## What the exercise asks
Quote the rows below verbatim, starting at the row that contains "Target: setting sun" and stopping after the row that contains "(1218, 780)".

.....

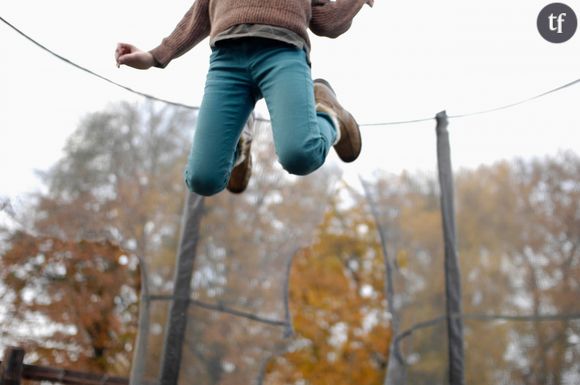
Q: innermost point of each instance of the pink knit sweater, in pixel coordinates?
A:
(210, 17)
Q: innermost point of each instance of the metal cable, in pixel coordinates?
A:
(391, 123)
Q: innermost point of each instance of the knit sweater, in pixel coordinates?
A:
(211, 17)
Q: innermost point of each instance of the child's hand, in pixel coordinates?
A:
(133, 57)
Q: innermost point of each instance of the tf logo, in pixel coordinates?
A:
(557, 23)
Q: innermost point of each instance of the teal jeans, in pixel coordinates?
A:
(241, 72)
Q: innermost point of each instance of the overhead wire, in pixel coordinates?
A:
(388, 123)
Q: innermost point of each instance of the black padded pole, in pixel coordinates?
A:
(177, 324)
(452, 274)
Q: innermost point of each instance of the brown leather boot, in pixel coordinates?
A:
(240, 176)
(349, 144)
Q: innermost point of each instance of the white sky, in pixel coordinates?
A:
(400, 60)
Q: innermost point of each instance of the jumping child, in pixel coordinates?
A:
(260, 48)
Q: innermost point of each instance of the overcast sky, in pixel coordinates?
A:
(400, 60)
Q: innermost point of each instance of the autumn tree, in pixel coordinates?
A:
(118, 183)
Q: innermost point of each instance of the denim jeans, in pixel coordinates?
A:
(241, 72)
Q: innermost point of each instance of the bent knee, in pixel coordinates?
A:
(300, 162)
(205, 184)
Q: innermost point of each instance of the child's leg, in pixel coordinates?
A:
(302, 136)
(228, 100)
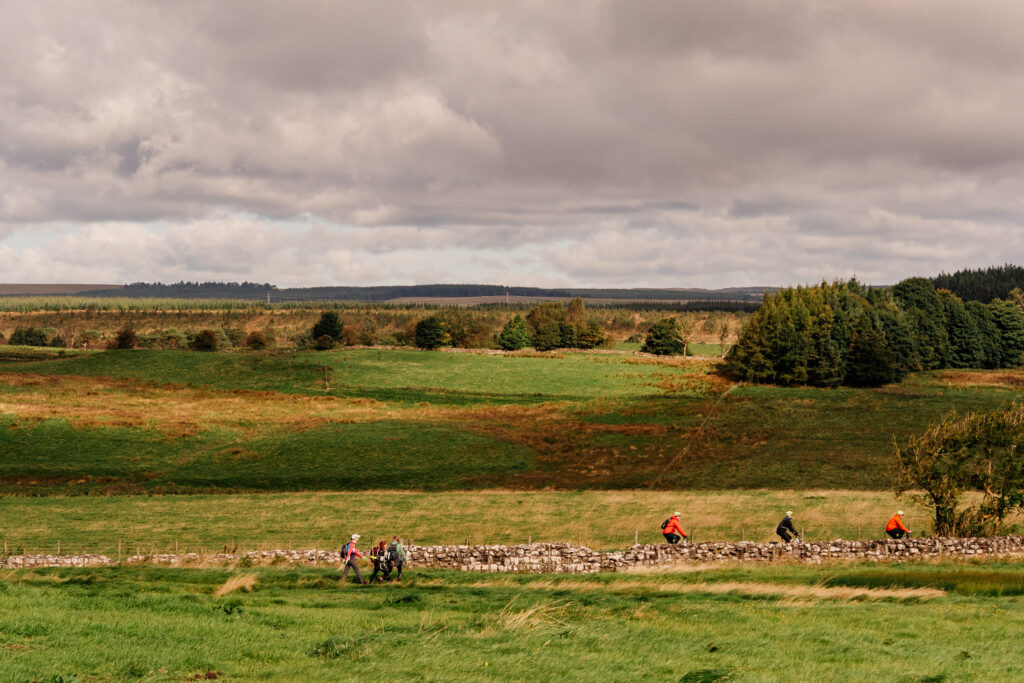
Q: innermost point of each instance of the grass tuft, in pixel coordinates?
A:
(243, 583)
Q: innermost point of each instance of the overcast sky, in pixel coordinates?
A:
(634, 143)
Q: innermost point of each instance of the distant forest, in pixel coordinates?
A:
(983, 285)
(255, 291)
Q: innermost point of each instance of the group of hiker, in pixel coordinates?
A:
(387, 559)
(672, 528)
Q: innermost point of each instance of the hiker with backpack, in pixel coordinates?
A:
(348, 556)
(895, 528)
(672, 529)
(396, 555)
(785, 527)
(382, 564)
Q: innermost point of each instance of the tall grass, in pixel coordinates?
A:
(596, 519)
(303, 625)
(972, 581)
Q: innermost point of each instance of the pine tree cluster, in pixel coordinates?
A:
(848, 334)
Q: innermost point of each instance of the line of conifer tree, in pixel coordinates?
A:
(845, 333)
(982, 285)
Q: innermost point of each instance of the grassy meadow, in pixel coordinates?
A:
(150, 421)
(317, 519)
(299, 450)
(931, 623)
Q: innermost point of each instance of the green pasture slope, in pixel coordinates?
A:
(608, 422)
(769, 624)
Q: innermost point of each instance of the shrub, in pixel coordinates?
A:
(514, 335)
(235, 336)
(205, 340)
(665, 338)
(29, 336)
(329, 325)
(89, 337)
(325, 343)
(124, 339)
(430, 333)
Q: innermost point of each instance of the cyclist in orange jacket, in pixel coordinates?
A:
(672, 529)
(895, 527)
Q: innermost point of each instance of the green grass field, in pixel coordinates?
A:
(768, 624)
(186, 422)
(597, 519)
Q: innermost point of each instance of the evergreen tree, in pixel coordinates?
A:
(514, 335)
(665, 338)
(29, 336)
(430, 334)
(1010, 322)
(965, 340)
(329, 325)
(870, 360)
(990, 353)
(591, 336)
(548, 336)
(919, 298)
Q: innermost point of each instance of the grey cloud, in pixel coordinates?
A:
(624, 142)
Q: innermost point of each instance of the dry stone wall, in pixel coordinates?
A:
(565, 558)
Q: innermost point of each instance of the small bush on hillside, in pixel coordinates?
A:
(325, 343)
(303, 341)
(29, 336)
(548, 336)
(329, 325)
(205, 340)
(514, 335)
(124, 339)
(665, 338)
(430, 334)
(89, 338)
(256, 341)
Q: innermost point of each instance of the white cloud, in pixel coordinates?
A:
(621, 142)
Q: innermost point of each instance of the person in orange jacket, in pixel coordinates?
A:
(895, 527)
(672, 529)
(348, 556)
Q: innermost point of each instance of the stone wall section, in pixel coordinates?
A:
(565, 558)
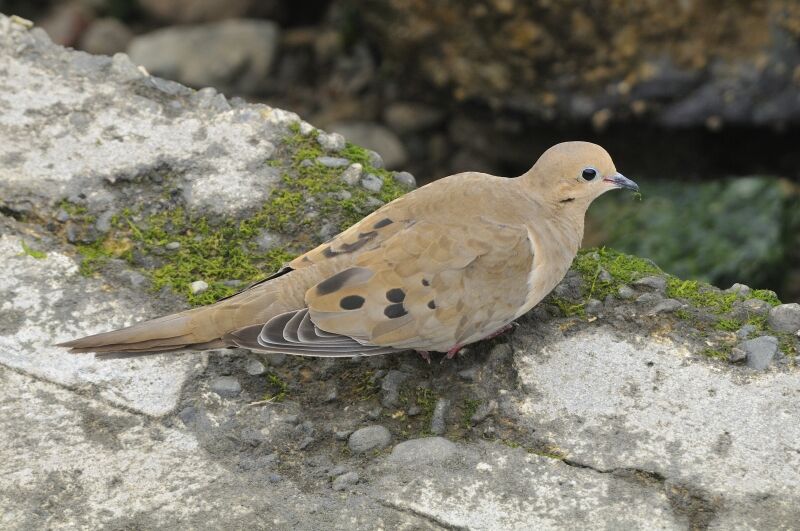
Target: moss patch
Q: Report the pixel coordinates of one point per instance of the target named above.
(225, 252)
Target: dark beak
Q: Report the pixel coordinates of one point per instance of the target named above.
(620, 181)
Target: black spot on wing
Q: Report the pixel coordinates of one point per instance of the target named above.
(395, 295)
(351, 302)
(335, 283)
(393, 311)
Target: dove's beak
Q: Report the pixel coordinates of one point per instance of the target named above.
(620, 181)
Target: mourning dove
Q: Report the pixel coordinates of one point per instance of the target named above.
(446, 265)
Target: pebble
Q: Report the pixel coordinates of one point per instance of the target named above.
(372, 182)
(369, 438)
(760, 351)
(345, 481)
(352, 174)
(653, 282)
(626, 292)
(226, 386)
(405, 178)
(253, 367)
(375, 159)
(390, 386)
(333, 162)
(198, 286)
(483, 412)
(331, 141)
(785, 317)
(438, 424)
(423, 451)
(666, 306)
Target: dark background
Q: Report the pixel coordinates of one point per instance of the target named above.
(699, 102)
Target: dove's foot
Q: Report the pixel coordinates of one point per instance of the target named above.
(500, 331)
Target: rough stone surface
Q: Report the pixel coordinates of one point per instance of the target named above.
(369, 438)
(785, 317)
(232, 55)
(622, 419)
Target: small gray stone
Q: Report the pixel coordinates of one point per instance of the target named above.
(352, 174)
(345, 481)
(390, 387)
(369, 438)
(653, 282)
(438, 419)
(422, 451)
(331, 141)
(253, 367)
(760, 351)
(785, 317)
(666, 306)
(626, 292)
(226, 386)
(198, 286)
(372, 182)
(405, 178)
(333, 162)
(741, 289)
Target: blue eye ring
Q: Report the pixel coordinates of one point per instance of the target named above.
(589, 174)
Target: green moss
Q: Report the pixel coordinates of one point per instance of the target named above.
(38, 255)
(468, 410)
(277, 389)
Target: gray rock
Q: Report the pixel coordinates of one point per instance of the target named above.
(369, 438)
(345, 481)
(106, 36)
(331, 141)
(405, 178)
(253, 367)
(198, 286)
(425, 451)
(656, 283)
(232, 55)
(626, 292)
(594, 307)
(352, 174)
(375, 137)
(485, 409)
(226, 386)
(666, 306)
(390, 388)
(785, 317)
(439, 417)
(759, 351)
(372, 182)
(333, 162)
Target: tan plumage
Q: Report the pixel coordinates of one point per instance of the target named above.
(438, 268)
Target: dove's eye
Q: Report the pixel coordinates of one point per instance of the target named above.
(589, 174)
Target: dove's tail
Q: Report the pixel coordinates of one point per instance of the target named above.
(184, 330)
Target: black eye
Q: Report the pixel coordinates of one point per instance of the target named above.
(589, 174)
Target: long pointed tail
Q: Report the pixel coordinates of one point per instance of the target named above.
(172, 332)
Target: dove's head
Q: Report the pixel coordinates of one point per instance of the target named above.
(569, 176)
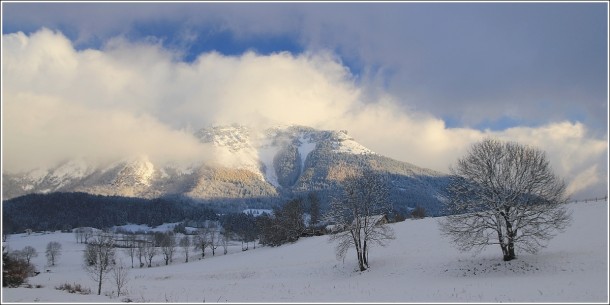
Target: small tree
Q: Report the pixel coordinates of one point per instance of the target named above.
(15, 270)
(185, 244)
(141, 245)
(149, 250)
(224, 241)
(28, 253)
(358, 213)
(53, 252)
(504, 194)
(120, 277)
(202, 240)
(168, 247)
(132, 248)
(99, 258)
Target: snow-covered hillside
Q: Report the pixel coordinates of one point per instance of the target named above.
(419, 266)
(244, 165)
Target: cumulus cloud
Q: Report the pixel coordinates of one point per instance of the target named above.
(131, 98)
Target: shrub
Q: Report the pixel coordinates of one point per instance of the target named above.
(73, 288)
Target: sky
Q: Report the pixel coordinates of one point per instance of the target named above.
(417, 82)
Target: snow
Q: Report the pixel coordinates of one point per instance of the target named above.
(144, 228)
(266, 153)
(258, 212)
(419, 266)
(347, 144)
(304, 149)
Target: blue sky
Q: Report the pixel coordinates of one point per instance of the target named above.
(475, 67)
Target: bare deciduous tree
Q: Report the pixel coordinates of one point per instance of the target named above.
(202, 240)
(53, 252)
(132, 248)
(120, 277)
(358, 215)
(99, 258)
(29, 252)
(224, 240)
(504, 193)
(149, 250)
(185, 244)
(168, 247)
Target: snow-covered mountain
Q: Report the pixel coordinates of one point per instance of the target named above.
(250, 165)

.....

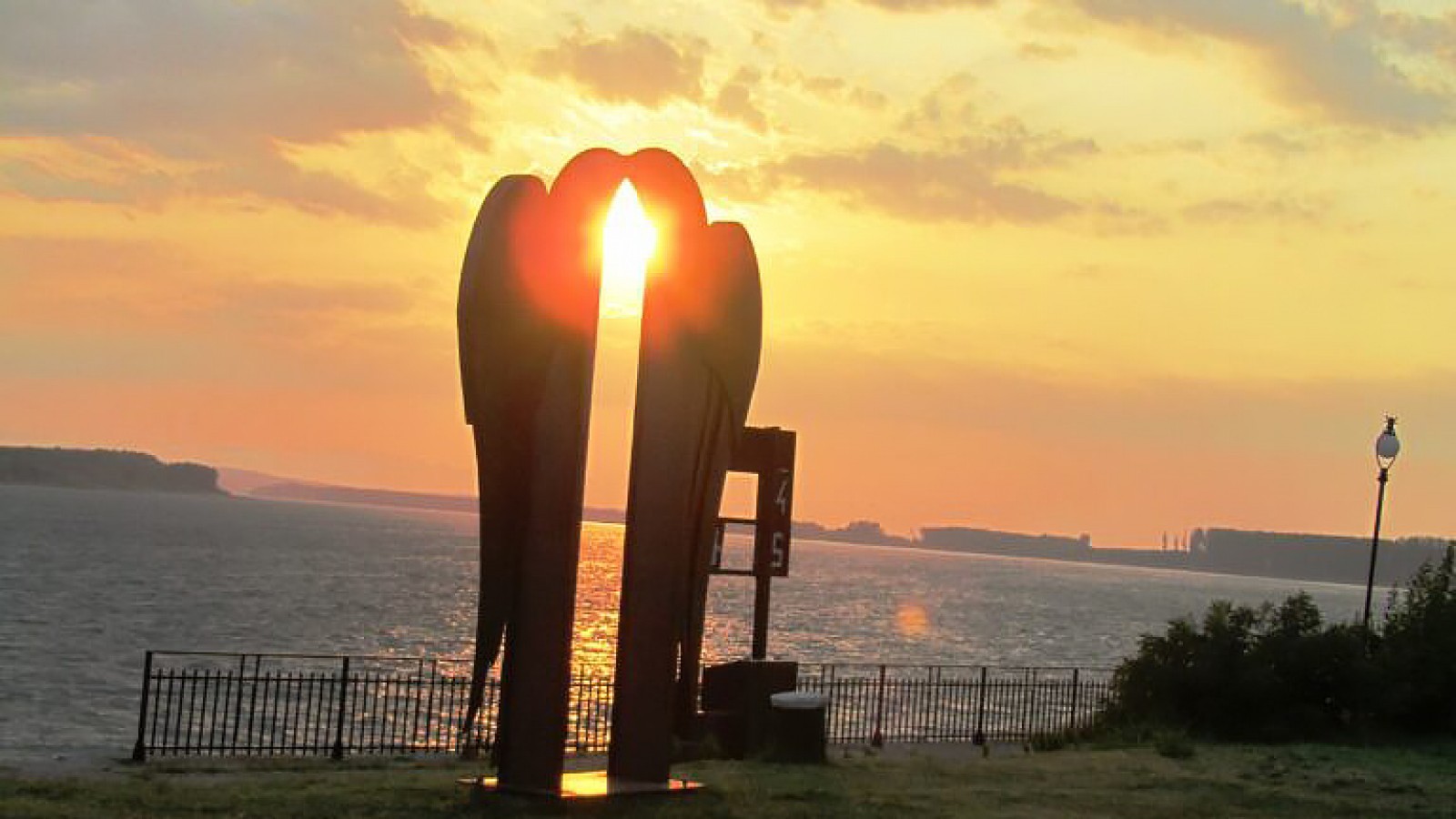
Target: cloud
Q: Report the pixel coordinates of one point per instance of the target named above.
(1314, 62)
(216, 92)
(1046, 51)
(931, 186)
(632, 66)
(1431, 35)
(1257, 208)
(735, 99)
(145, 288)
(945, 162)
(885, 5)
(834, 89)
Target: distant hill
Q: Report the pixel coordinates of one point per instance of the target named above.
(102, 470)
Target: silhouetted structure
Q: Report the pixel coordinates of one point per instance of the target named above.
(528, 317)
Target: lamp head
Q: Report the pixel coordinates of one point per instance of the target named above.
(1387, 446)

.....

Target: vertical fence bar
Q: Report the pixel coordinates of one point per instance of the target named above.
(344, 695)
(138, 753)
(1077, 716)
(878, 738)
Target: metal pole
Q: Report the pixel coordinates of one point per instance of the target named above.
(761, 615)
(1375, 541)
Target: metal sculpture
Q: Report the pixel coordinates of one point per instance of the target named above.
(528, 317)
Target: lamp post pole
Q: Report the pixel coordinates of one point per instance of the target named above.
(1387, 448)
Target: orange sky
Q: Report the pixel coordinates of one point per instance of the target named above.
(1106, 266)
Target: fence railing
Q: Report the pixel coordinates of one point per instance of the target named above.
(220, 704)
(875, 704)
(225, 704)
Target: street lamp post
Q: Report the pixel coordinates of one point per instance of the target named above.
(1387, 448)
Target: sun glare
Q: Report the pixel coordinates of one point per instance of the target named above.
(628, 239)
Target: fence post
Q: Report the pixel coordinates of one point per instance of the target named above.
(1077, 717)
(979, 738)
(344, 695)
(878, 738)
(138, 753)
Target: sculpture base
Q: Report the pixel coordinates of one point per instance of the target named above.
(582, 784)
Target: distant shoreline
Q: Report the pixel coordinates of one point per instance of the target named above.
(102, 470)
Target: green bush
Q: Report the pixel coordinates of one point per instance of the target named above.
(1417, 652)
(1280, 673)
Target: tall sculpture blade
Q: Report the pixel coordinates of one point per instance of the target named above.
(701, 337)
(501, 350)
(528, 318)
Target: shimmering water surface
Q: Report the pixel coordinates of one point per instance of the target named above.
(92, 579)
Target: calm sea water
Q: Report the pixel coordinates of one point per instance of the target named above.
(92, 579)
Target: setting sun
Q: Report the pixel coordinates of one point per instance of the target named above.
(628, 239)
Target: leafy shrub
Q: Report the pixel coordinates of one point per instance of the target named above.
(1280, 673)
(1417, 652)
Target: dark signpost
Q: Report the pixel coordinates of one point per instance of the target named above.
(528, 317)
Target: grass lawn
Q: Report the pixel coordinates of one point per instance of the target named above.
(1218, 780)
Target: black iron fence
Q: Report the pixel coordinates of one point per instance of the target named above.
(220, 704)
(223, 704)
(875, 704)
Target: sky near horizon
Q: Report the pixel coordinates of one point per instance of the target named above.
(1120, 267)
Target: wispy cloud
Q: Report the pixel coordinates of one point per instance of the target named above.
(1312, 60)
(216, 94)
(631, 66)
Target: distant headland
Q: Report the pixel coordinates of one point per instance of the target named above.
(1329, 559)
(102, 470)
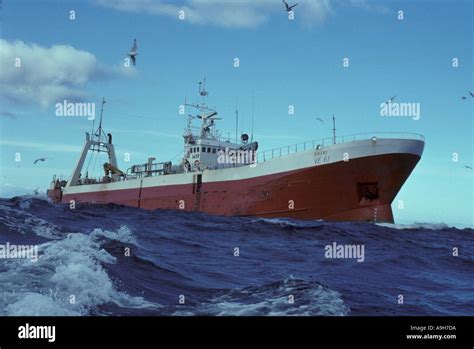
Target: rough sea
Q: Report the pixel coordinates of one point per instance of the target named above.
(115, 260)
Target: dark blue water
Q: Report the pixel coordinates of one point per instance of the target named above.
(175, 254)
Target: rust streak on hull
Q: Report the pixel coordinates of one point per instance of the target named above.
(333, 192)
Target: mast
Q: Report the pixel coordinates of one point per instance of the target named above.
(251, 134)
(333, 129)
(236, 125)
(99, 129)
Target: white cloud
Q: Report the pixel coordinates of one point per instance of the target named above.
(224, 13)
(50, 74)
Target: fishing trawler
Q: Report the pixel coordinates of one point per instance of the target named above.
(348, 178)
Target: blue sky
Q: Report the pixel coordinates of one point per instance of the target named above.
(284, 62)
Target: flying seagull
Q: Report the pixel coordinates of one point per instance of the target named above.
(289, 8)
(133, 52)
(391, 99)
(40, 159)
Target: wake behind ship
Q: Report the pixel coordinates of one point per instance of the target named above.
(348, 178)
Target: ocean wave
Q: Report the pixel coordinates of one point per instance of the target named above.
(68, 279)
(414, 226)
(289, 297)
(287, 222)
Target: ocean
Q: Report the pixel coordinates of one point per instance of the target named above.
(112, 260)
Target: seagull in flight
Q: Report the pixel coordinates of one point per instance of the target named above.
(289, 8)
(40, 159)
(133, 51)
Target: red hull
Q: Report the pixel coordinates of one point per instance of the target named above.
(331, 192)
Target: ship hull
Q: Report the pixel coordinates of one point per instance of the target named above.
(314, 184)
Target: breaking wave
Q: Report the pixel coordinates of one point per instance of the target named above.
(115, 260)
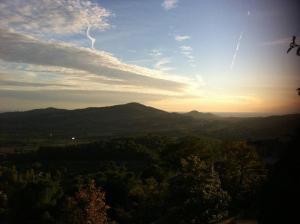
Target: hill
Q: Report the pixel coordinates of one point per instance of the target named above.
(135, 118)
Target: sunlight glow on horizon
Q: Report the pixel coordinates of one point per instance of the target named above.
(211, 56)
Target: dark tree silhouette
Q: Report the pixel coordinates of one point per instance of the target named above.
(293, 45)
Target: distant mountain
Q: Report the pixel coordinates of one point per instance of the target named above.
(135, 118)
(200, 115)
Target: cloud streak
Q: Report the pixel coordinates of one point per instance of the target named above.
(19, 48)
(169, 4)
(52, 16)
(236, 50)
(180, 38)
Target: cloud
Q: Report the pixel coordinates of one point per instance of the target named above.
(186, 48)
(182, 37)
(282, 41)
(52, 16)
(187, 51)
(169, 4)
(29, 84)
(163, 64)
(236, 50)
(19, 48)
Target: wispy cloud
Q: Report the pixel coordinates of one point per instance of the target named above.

.....

## Written response
Target: setting sun
Q: Report the pixel coordinates of one point per instance of the target named above.
(628, 239)
Target: leafy shrub
Q: Report the pixel coordinates of one point per instance of the target named above.
(1280, 673)
(1417, 652)
Target: dark signpost
Q: Report the pixel coordinates of one point per instance of the target named above.
(528, 317)
Target: grass lawn
Q: Report the pixel coordinates of one point per instance of the target named above.
(1218, 780)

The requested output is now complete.